Por Fáber Quintero Olaya
Todo es delito en Colombia, hasta morirse. El “homicidio por piedad” se encuentra contenido en el Código Penal como una conducta punible que era admisible sólo en determinados eventos terminales. La Corte Constitucional en sentencia C-233 de 20121 amplio el marco de comprensión de atipicidad de esta conducta cuando: “la conducta (i) sea efectuada por un médico, (ii) sea realizada con el consentimiento libre e informado, previo o posterior al diagnóstico, del sujeto pasivo del acto, y siempre que (iii) el paciente padezca un intenso sufrimiento físico o psíquico, proveniente de lesión corporal o enfermedad grave e incurable”. Es decir, ya no sólo es admisible la eutanasia en personas con enfermedades terminales.

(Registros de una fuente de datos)
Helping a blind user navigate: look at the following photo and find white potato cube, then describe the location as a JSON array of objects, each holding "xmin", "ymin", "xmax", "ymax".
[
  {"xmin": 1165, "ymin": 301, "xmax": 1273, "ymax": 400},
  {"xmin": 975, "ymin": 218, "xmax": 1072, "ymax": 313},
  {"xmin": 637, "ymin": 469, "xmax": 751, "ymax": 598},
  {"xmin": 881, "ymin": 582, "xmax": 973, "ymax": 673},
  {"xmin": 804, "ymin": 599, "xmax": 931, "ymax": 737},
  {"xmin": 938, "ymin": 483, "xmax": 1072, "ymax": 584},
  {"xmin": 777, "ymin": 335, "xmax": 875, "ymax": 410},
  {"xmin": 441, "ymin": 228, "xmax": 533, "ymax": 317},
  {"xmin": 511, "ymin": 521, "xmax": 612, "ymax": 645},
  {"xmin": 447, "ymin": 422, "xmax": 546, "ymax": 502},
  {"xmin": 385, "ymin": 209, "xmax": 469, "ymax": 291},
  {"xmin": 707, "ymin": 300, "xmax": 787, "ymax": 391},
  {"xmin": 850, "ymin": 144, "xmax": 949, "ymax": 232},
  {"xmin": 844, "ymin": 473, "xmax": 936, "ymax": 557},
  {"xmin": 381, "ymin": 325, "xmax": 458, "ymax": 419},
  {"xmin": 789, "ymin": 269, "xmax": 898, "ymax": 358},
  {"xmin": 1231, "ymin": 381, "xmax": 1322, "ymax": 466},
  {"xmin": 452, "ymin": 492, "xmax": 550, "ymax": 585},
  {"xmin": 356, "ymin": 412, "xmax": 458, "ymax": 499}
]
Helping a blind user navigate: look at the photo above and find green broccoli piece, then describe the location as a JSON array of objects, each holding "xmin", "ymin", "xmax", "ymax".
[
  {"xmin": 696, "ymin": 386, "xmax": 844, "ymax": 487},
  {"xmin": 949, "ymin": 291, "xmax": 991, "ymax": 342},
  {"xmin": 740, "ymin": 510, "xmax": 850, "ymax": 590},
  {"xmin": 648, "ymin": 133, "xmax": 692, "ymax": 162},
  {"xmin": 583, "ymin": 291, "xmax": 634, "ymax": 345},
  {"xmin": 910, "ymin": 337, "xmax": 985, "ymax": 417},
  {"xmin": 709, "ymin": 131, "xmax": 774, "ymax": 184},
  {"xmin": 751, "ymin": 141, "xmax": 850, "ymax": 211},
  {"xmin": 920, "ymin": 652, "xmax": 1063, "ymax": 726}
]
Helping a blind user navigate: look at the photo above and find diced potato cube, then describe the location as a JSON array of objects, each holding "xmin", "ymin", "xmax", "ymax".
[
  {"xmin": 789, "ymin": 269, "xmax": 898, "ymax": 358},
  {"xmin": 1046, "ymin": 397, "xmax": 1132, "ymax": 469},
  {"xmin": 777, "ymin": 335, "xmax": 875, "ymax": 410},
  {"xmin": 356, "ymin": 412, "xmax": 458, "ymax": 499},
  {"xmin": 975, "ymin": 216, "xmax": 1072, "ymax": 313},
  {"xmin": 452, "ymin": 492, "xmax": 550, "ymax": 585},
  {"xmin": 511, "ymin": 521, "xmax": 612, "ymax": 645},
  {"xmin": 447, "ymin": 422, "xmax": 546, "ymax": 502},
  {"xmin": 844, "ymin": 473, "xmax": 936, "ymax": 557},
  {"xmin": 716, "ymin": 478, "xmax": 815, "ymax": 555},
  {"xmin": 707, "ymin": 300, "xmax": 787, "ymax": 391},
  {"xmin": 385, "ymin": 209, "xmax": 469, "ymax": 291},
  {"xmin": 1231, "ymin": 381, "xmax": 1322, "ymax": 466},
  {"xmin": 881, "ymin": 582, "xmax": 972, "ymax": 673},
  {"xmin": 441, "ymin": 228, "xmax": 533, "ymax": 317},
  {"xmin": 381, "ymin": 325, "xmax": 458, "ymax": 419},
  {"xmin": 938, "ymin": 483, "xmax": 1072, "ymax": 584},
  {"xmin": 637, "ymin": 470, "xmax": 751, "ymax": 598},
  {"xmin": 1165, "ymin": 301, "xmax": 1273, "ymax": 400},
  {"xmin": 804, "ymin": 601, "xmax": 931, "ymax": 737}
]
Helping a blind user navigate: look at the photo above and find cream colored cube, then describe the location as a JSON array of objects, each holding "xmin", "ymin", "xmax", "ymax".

■ **PREGUNTAS PARA RESPONDER**
A – Resume en forma de lista el párrafo del texto sobre la eutanasia en Colombia que comienza con «Todo es delito en Colombia», sin perder sus datos principales.
B – Escribe lo que sigue del texto sobre la eutanasia en Colombia a partir de su última oración.

■ **RESPUESTAS DEL EJERCICIO**
A –
- El Código Penal colombiano tipifica el «homicidio por piedad» como conducta punible. Antes solo era admisible en ciertos eventos terminales.
- La Corte Constitucional, en la sentencia C-233, amplió los casos en que esa conducta no es típica. Deben cumplirse tres condiciones:
  - que la realice un médico;
  - que haya consentimiento libre e informado del paciente, previo o posterior al diagnóstico;
  - que el paciente padezca un intenso sufrimiento físico o psíquico por una lesión corporal o una enfermedad grave e incurable.
- Por tanto, la eutanasia ya no se admite solo en personas con enfermedades terminales.

B –
Esta modificación jurisprudencial con un amplio asidero constitucional estuvo acompañada de un exhorto a los padres de la Patria para que “para que, en ejercicio de su potestad de configuración legislativa, avance en la protección del derecho fundamental a morir dignamente, con miras a eliminar las barreras aún existentes para el acceso efectivo a dicho derecho”. En este numeral recordó la Corte al Congreso que desde 1997 viene invitando al Parlamento para que cumpla su función legislativa en la materia. A la fecha vivimos con una omisión legislativa gravísima que implica una arriesgada intervención judicial.
En la semana que culmina, el Ministerio de Salud expresó que no tenía competencia para definir reglas en relación con el derecho a morir dignamente, habida cuenta que se trata de un asunto que se debe decantar a través de una ley estatutaria. Las premisas de esta cartera son parcialmente ciertas, por cuanto sólo el legislador puede constitucionalmente regular el ejercicio de un derecho fundamental. Sin embargo, al amparo de la doctrina constitucional y con base en la reglamentación vigente es posible que el Gobierno pueda mejorar la seguridad jurídica en la materia.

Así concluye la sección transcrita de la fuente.